What you should do >>
Rewrite the records below, renaming every "every instance" to "each occurrence" and leaving everything else as it is.
** START Extracted material **
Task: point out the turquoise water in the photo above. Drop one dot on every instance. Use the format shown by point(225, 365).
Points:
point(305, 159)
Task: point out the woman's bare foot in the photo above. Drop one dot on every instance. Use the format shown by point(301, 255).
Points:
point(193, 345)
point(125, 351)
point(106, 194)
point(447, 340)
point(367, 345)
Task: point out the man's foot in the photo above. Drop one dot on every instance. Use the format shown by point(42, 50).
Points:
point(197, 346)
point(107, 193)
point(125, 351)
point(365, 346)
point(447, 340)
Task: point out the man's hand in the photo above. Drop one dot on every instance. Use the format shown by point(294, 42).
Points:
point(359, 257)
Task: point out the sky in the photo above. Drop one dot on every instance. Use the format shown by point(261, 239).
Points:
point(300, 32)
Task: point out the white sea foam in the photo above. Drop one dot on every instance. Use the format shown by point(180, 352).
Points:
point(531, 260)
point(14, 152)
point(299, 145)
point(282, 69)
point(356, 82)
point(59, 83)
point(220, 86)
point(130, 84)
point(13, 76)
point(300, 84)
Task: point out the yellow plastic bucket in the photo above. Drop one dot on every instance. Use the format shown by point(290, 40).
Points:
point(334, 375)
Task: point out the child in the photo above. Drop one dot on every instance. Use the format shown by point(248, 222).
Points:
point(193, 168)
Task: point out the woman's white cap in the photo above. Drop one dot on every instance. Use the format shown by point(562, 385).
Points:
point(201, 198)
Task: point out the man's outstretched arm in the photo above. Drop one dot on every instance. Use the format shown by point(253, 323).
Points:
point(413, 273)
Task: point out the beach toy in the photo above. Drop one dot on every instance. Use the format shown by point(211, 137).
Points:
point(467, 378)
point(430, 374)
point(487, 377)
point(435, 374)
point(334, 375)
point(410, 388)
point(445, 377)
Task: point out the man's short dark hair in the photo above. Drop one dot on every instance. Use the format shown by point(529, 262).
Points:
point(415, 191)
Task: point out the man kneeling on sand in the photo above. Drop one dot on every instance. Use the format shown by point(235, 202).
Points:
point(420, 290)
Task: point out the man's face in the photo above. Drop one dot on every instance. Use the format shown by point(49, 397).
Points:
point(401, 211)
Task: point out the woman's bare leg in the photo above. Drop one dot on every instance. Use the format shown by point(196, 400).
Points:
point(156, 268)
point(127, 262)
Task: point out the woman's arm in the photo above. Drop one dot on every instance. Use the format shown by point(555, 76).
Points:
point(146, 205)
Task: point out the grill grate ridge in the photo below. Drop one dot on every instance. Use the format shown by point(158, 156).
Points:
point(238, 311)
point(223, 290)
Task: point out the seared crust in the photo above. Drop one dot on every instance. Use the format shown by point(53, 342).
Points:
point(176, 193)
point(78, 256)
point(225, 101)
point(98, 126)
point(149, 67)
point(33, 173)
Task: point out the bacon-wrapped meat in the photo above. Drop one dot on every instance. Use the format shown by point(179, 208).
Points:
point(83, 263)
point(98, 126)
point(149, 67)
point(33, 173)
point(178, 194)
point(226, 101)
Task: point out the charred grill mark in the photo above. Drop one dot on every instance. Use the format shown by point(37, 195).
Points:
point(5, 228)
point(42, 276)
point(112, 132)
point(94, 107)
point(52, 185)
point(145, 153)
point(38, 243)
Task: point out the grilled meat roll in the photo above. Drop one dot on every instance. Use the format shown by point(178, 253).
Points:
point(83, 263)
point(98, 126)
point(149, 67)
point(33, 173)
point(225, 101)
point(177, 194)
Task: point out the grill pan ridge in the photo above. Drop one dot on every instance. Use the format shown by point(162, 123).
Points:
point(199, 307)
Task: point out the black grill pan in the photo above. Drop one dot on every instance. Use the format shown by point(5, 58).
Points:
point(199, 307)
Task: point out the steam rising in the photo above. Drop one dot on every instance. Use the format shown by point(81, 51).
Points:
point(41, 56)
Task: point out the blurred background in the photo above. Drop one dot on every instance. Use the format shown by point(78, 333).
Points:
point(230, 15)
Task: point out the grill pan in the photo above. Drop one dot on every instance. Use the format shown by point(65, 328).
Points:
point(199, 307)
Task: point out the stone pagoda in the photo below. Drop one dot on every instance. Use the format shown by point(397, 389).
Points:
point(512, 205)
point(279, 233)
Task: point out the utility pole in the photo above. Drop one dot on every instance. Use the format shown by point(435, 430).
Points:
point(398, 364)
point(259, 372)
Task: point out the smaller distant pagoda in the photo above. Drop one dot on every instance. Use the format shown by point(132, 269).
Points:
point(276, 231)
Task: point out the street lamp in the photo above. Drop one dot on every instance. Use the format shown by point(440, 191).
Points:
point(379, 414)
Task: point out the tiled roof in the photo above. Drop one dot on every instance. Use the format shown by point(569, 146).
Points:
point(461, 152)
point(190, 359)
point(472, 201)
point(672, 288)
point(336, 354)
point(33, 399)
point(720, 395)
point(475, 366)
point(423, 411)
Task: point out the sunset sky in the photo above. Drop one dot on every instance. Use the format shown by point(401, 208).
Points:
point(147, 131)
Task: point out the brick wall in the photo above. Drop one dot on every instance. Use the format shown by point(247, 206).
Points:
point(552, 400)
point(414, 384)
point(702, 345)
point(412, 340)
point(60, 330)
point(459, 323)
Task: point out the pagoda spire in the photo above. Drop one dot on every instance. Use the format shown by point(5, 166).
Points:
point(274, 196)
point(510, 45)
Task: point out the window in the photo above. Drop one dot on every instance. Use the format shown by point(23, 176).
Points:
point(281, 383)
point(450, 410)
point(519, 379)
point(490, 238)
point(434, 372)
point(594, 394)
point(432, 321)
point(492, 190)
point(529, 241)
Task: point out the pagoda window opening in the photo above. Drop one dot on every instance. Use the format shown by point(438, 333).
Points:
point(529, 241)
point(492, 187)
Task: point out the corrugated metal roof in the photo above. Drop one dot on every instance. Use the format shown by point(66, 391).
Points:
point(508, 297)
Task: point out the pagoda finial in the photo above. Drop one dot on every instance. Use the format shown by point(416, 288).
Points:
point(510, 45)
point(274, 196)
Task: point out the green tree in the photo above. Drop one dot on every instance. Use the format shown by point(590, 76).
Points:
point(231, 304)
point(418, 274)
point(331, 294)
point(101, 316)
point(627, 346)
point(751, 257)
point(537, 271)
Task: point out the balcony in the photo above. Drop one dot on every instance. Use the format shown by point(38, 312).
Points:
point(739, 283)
** END Extracted material **
Task answer >>
Task: point out the turquoise water in the photo above. Drop one dot on each occurrence. Use the format shown by point(225, 365).
Points:
point(305, 159)
Task: point out the woman's bare foot in the photo above. Drop one dot on each occurrence. Use the format shown by point(301, 255).
Points:
point(193, 345)
point(125, 351)
point(106, 194)
point(447, 340)
point(367, 345)
Task: point out the man's foot in the photo above. Drop one dot on each occurrence. Use the format shown by point(42, 50).
Points:
point(197, 346)
point(107, 193)
point(125, 351)
point(365, 346)
point(447, 340)
Task: point out the man's hand in the photo above. Drop one dot on each occurrence. Use the format shown by point(294, 42).
Points:
point(359, 257)
Task: point out the sky in the photo above. Drop one dot on each occurrence. Use the format shown by point(261, 239).
Points:
point(300, 32)
Task: point out the white sea foam in the photo above. Drop one dot on each occurrence. Use the format shown by point(180, 352).
Points:
point(531, 260)
point(14, 152)
point(299, 145)
point(282, 69)
point(356, 82)
point(59, 83)
point(220, 86)
point(130, 84)
point(13, 76)
point(300, 84)
Task: point out the yellow plastic bucket in the photo above. Drop one dot on each occurrence. Use the format shown by point(290, 40).
Points:
point(334, 375)
Task: point out the child in the photo above. Drop one dot on each occurrence. Use the format shown by point(248, 222).
Points:
point(193, 168)
Task: point out the woman's white cap in the photo above. Drop one dot on each occurrence. Use the format shown by point(562, 385).
Points:
point(201, 198)
Task: point out the man's outstretched arm in the photo above. Drop one dot on each occurrence. Use the format shown by point(253, 323).
Points:
point(413, 273)
Task: point out the beach toy in the photo above. Drop one dot on each occurrence. Use the format shown by point(211, 137).
Points:
point(467, 378)
point(430, 374)
point(487, 377)
point(435, 374)
point(334, 375)
point(410, 388)
point(445, 377)
Task: point out the man's short dark hair in the photo above. Drop one dot on each occurrence. Use the format shown by point(529, 262).
Points:
point(415, 191)
Task: point out the man kneeling on sand in the photo above. Drop one dot on each occurrence. Use the format shown by point(235, 202).
Points:
point(420, 290)
Task: point out the man's face in the photo above. Drop one dot on each occurrence. Use the format shown by point(49, 397).
Points:
point(401, 211)
Task: point out the woman's bare leg in the photo above. Drop one dot on each occurrence. Use the format shown by point(196, 400).
Points:
point(156, 268)
point(127, 262)
Task: point out the woman's arm in the photo above. Drop one dot on each occurrence. Use the format shown by point(555, 76).
Points:
point(146, 205)
Task: point out the grill grate ridge in the photo below. Drop one dot on each occurrence. Use the format shown by point(158, 156).
Points:
point(238, 311)
point(223, 290)
Task: point out the seared crust in the photo above. Drop one dot on each occurrence. Use the format shown by point(53, 342).
Points:
point(176, 193)
point(78, 256)
point(225, 101)
point(98, 126)
point(149, 67)
point(33, 173)
Task: point out the bacon-wrapped meat in the photo above. Drop one dot on each occurrence. Use the format shown by point(179, 208).
Points:
point(83, 263)
point(98, 126)
point(149, 67)
point(33, 173)
point(178, 194)
point(226, 101)
Task: point out the charred grill mark in the photo above. Drop one dot on each occurrence. Use the format shown by point(37, 195).
Points:
point(5, 228)
point(42, 276)
point(112, 132)
point(94, 107)
point(52, 185)
point(145, 153)
point(38, 243)
Task: point out the grilled meat roll in the photo above. Drop one dot on each occurrence. Use the format shown by point(178, 253).
Points:
point(83, 263)
point(98, 126)
point(149, 67)
point(33, 173)
point(225, 101)
point(177, 194)
Task: point out the grill pan ridge in the photo above. Drop one dot on each occurrence. Use the format shown by point(162, 123).
Points:
point(199, 307)
Task: point out the black grill pan in the photo above. Drop one dot on each occurrence. Use the format shown by point(5, 58).
Points:
point(199, 307)
Task: point out the steam rising in the photo above. Drop one dot on each occurrence. Use the format shown by point(81, 51).
Points:
point(41, 56)
Task: point out the blurred background in the photo above. Drop one dot on each occurrence. Use the format shown by point(78, 333).
Points:
point(230, 15)
Task: point out the grill pan in the photo above. Drop one dot on each occurrence. Use the format shown by point(65, 328).
Points:
point(199, 307)
Task: point out the stone pagoda in the photo below. Drop one dot on each occurrence. Use the format shown by point(397, 389).
Points:
point(512, 205)
point(279, 233)
Task: point out the utility pole in the photo above. Drop one dot on each occurrence. Use the format shown by point(435, 430).
Points:
point(398, 364)
point(259, 372)
Task: point out the smaller distant pagoda in the photo above. Drop one dot on each occurrence. Use the format shown by point(132, 269).
Points:
point(276, 231)
Task: point out the street lamp in the photo above. Drop one dot on each occurrence. Use the format shown by point(440, 191).
Points:
point(379, 414)
Task: point out the tiled roof in the photo above. Drop one dot on each occurrence. Use the format shown by point(569, 146).
Points:
point(461, 152)
point(190, 359)
point(472, 201)
point(672, 288)
point(336, 354)
point(33, 399)
point(720, 395)
point(475, 366)
point(423, 411)
Task: point out the sunset sky in the photo above. Drop one dot on each occurrence. Use the format shown by point(401, 208).
Points:
point(147, 131)
Task: point out the brick wall in the photo above. Drop one dot on each occurrence. Use the format shown by point(247, 206).
Points:
point(552, 400)
point(414, 384)
point(702, 345)
point(412, 340)
point(60, 330)
point(459, 323)
Task: point out the pagoda spire in the photo above. Drop one dot on each occurrence. Use the format shown by point(5, 166).
Points:
point(274, 196)
point(510, 45)
Task: point out the window in the photo above. Drop one dot on each occurrence. Use the format shown by point(23, 176).
Points:
point(281, 383)
point(450, 410)
point(519, 379)
point(490, 238)
point(434, 372)
point(594, 394)
point(432, 321)
point(492, 190)
point(529, 241)
Task: point out the pagoda window opening in the photo above. Drop one dot on each occurrence. Use the format shown by point(438, 333).
Points:
point(529, 241)
point(492, 187)
Task: point out the corrugated metal roof in the photo above. Drop one dot on each occurrence. Use the format shown by point(66, 391).
Points:
point(508, 297)
Task: point out the pagoda finial in the photo above. Drop one dot on each occurrence. Use the format shown by point(416, 288).
Points:
point(510, 45)
point(274, 196)
Task: point out the green tree in the photo above. Drop one dot on each occurrence. Use the format shown by point(590, 76).
Points:
point(231, 304)
point(418, 274)
point(331, 294)
point(101, 316)
point(627, 346)
point(751, 257)
point(537, 271)
Task: point out the balcony in the photo above. Drop one dot on each occurrence. Use the format shown by point(38, 312).
Points:
point(739, 283)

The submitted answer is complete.